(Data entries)
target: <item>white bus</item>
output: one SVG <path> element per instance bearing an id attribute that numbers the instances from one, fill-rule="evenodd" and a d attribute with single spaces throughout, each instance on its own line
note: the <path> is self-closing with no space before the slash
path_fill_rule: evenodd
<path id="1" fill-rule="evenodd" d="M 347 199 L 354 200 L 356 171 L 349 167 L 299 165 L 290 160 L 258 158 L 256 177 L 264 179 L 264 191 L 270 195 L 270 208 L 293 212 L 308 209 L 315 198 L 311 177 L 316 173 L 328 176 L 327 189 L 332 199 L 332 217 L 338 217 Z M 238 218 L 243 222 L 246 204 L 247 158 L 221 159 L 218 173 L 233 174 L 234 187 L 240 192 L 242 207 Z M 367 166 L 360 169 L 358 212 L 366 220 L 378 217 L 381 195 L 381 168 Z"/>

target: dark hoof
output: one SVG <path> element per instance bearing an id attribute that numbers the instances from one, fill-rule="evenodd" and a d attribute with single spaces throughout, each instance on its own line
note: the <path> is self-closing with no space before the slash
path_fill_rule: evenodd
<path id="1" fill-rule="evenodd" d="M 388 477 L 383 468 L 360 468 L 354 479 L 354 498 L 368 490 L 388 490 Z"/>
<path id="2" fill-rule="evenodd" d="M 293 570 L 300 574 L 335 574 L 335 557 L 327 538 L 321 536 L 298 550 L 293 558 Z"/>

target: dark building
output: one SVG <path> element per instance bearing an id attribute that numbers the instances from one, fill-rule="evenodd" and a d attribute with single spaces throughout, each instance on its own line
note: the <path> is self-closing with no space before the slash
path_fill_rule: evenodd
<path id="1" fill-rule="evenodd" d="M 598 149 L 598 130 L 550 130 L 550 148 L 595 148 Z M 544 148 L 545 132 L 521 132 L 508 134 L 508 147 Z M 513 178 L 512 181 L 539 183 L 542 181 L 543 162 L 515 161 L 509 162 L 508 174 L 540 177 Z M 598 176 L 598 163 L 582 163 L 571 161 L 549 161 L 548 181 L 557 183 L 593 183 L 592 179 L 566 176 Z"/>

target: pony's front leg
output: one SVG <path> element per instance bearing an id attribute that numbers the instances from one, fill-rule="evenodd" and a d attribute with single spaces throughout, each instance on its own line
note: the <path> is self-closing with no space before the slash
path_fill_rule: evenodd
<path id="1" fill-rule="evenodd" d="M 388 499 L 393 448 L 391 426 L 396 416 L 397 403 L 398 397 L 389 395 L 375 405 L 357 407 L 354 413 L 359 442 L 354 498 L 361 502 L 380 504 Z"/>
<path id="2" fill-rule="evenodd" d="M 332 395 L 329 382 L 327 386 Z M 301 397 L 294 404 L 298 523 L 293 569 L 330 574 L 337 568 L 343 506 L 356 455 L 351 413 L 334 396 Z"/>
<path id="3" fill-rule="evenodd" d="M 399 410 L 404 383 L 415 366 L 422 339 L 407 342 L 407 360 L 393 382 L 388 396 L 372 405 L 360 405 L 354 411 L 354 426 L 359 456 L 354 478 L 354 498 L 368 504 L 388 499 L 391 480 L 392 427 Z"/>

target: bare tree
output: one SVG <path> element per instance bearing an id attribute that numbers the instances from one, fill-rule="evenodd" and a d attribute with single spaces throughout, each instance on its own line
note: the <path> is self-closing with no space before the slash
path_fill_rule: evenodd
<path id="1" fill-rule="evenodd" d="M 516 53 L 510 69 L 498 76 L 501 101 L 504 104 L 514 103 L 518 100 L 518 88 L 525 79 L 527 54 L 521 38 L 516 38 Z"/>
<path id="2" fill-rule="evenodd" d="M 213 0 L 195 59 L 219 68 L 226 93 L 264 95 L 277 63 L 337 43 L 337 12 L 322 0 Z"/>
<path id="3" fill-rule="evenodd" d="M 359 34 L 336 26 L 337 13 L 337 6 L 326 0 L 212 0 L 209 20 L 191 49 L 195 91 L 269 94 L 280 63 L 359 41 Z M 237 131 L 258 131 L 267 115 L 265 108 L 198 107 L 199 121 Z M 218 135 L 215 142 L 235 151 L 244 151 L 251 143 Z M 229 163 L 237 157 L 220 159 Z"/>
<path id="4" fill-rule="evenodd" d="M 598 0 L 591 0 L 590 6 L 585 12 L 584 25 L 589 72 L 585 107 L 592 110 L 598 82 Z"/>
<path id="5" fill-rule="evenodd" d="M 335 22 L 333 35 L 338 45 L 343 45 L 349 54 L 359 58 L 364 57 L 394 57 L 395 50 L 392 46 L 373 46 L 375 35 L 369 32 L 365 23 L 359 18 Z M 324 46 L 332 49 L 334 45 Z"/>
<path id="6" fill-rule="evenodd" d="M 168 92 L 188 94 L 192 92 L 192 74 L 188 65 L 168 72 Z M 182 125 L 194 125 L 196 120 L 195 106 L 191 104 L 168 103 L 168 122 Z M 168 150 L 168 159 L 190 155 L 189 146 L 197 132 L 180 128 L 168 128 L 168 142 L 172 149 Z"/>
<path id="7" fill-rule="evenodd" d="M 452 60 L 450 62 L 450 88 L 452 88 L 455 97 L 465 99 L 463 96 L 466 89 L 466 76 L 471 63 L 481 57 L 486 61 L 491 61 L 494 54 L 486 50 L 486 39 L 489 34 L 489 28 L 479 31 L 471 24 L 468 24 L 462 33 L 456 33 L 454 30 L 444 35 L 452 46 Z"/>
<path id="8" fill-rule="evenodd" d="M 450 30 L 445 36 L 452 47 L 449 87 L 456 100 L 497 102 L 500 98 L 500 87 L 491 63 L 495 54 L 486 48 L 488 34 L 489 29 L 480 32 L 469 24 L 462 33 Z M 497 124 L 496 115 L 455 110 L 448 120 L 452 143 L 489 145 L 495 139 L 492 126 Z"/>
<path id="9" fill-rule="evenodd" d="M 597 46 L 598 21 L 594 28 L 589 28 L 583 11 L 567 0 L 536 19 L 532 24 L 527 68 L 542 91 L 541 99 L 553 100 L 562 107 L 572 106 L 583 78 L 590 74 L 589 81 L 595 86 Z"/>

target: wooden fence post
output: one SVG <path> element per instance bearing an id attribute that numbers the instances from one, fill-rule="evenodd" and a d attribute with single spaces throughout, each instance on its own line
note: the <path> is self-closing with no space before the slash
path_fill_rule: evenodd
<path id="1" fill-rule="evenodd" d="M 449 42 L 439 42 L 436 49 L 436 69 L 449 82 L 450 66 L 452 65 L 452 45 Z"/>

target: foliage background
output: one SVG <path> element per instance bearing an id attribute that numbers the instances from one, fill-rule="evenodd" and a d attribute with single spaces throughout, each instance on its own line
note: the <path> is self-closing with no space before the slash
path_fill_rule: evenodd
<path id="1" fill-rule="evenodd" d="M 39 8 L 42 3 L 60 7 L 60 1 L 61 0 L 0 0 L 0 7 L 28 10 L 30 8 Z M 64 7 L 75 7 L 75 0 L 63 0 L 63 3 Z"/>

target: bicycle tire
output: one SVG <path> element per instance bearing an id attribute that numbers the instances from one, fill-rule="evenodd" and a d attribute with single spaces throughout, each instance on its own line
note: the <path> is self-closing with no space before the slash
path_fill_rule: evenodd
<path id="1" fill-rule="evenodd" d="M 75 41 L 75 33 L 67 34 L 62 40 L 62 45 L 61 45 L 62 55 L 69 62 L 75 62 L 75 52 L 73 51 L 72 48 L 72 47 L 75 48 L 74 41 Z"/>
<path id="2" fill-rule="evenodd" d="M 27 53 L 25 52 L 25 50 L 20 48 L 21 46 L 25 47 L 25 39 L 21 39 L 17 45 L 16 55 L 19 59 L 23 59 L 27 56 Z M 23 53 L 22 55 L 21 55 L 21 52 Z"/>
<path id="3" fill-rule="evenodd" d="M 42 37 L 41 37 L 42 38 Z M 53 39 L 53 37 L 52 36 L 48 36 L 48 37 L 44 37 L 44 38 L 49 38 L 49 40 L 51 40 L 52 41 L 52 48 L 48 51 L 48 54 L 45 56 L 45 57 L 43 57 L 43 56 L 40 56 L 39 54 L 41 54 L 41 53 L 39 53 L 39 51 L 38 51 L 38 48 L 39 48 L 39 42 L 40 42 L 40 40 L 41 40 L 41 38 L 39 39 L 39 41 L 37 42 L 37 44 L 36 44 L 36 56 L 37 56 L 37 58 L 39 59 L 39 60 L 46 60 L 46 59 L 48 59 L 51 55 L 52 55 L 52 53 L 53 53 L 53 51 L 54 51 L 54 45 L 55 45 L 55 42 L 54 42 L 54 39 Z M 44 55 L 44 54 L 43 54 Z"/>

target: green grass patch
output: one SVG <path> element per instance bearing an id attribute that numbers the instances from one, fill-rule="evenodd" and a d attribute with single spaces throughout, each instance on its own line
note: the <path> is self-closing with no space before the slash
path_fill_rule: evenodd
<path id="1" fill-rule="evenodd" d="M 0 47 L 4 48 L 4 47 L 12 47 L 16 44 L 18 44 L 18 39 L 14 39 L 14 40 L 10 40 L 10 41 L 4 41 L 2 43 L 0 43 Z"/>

* [YOUR OBJECTIVE]: Beginning with the line that contains "target: bicycle tire", quote each line exactly through the last line of the entries above, and nothing beyond them.

* [TASK SOLUTION]:
target: bicycle tire
output: one SVG <path> element per instance bearing an id attribute that numbers the instances from one, fill-rule="evenodd" and a d attribute with single spaces throughout, each instance on its own line
note: the <path> is self-closing with no space before the slash
path_fill_rule: evenodd
<path id="1" fill-rule="evenodd" d="M 75 41 L 75 33 L 67 34 L 62 40 L 62 45 L 61 45 L 62 55 L 69 62 L 75 62 L 75 52 L 73 51 L 72 48 L 72 47 L 75 48 L 74 41 Z"/>
<path id="2" fill-rule="evenodd" d="M 27 53 L 25 52 L 25 50 L 20 48 L 21 46 L 25 47 L 25 39 L 21 39 L 17 45 L 16 55 L 19 59 L 23 59 L 27 56 Z M 23 53 L 22 55 L 21 55 L 21 52 Z"/>
<path id="3" fill-rule="evenodd" d="M 42 37 L 41 37 L 42 38 Z M 53 39 L 53 37 L 52 36 L 48 36 L 48 37 L 44 37 L 44 38 L 49 38 L 49 40 L 51 40 L 52 41 L 52 48 L 48 51 L 48 54 L 45 56 L 45 57 L 43 57 L 43 56 L 40 56 L 39 54 L 41 54 L 41 53 L 39 53 L 39 51 L 38 51 L 38 48 L 39 48 L 39 42 L 40 42 L 40 40 L 41 40 L 41 38 L 39 39 L 39 41 L 37 42 L 37 44 L 36 44 L 36 56 L 37 56 L 37 58 L 39 59 L 39 60 L 46 60 L 46 59 L 48 59 L 51 55 L 52 55 L 52 53 L 53 53 L 53 51 L 54 51 L 54 45 L 55 45 L 55 42 L 54 42 L 54 39 Z M 44 55 L 44 54 L 43 54 Z"/>

target: green grass patch
output: one SVG <path> element per instance bearing an id attribute that numbers the instances from one, fill-rule="evenodd" and a d attribute with single spaces throughout, each instance on its own line
note: the <path> is self-closing with no space before the slash
path_fill_rule: evenodd
<path id="1" fill-rule="evenodd" d="M 0 47 L 4 48 L 4 47 L 12 47 L 16 44 L 18 44 L 18 39 L 14 39 L 14 40 L 10 40 L 10 41 L 4 41 L 2 43 L 0 43 Z"/>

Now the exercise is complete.